* [DIRECTIVE] Switch every "detection query" in the material below to "search query", and leave all other text unchanged.

[start INPUT FOR THIS TASK]

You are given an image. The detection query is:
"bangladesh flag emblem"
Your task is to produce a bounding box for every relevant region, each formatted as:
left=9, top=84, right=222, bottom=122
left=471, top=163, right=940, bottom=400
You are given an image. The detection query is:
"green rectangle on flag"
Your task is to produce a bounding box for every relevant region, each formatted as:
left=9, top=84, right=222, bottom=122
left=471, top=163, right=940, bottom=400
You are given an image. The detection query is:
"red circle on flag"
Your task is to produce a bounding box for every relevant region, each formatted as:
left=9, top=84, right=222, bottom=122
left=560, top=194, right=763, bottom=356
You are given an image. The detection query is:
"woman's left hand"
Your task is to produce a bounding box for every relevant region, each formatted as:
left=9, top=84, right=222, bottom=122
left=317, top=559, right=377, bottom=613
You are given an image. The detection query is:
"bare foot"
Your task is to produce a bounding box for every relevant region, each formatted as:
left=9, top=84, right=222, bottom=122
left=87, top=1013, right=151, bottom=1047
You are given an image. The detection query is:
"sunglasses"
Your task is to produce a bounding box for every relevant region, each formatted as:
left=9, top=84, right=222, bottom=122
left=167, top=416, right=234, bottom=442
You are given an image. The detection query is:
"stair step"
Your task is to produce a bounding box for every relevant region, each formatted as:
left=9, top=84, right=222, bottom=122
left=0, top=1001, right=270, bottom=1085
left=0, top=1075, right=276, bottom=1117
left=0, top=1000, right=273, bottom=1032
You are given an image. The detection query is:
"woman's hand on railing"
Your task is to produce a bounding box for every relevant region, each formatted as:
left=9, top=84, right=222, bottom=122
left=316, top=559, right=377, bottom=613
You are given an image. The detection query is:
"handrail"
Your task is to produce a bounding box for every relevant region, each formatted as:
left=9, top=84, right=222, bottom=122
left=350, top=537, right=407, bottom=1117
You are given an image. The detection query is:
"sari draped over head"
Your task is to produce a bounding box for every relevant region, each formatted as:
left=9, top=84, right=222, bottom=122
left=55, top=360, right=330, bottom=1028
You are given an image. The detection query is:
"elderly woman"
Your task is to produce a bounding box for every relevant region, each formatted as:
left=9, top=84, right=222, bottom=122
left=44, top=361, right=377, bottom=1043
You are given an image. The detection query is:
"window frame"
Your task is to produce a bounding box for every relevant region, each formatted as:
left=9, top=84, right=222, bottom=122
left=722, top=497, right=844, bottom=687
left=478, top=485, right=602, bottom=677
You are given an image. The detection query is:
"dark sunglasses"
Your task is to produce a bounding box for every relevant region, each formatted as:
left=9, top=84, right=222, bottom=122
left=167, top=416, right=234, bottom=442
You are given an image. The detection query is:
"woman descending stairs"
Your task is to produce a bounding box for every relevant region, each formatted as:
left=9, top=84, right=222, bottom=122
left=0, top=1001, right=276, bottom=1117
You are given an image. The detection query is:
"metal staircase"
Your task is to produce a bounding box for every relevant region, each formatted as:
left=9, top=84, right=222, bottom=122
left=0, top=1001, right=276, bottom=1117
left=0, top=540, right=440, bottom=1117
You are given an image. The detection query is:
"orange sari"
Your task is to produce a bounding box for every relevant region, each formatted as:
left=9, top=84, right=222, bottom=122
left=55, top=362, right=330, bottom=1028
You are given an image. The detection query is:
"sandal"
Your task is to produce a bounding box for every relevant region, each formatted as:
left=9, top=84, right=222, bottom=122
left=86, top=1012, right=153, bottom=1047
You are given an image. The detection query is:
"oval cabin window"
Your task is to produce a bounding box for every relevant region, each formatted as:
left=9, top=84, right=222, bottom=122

[end INPUT FOR THIS TASK]

* [FULL ANSWER]
You are given an image. The search query is:
"bangladesh flag emblem"
Your task is to produce a bounding box for every relevant region, each formatted as:
left=9, top=84, right=222, bottom=122
left=471, top=163, right=940, bottom=400
You are given an image. The search query is:
"green rectangle on flag"
Your task is to produce a bounding box for every relevant region, each formatted as:
left=9, top=84, right=222, bottom=122
left=471, top=163, right=940, bottom=400
You are given an image. The search query is:
"red circle on flag"
Your task is to produce a bounding box for every relevant region, each formatted as:
left=9, top=84, right=222, bottom=122
left=560, top=194, right=763, bottom=356
You are given an image. The search query is:
"woman's left hand"
Your task is to produce a bounding box for every relevant region, each formatted as:
left=9, top=84, right=222, bottom=122
left=317, top=559, right=377, bottom=613
You are given an image. The search query is:
"bare foot"
Your task is to produce a bounding box for every relevant region, each formatted as:
left=9, top=84, right=222, bottom=122
left=87, top=1013, right=151, bottom=1047
You are given an image. The search query is:
"sunglasses"
Your task is to produce a bounding box for every relevant region, each formatted as:
left=9, top=84, right=222, bottom=122
left=167, top=416, right=234, bottom=442
You are given an image. The search query is:
"stair step"
Your task is to produce a bounding box for every relevant region, each formatted as:
left=9, top=84, right=222, bottom=122
left=0, top=1001, right=270, bottom=1085
left=0, top=1075, right=276, bottom=1117
left=0, top=1000, right=273, bottom=1032
You are given an image. The search query is:
"woman's hand on railing"
Your task is to produce a bounding box for every relevant region, each formatted as:
left=9, top=84, right=222, bottom=122
left=316, top=559, right=377, bottom=613
You are given an image. The search query is:
"handrail"
Your task is to produce a bounding box for every relevant region, each formatted as:
left=9, top=84, right=222, bottom=122
left=350, top=537, right=407, bottom=1117
You are given an image. The search query is:
"sari draped over head"
Your task is to produce a bounding box for every relevant region, each formatted as:
left=9, top=84, right=222, bottom=122
left=55, top=360, right=330, bottom=1028
You are given an image. The search query is:
"elderly woman"
Your task is to produce a bounding box for every relevant region, each formatted as:
left=9, top=84, right=222, bottom=122
left=44, top=361, right=377, bottom=1043
You are given an image. The search query is:
"window frame"
Your task is to produce a bounding box for every relevant region, each formatted as:
left=9, top=84, right=222, bottom=122
left=722, top=497, right=844, bottom=687
left=478, top=485, right=602, bottom=677
You are given an image. The search query is:
"dark sunglasses"
Your task is to produce a bounding box for every relevant region, each formatted as:
left=9, top=84, right=222, bottom=122
left=167, top=416, right=234, bottom=442
You are given an image. The search query is:
"woman descending stairs"
Your task is to produce a bounding box for every relevant region, each formatted as:
left=9, top=84, right=222, bottom=122
left=0, top=1001, right=276, bottom=1117
You are given an image. The search query is:
"metal staircase"
Your task is to produce a bounding box for every relevant region, each formatted as:
left=9, top=84, right=222, bottom=122
left=0, top=1001, right=276, bottom=1117
left=0, top=540, right=440, bottom=1117
You are given an image. The search query is:
"orange sari"
Your task is to produce a bounding box for every relevant region, each formatted as:
left=9, top=84, right=222, bottom=122
left=55, top=362, right=330, bottom=1028
You are given an image. The search query is:
"sandal"
Your task is to produce a bounding box for every relevant region, each formatted as:
left=9, top=84, right=222, bottom=122
left=86, top=1012, right=153, bottom=1047
You are given an image. The search query is:
"oval cabin window"
Your task is to produce a bounding box for every relevant region, each formatted as:
left=9, top=84, right=222, bottom=122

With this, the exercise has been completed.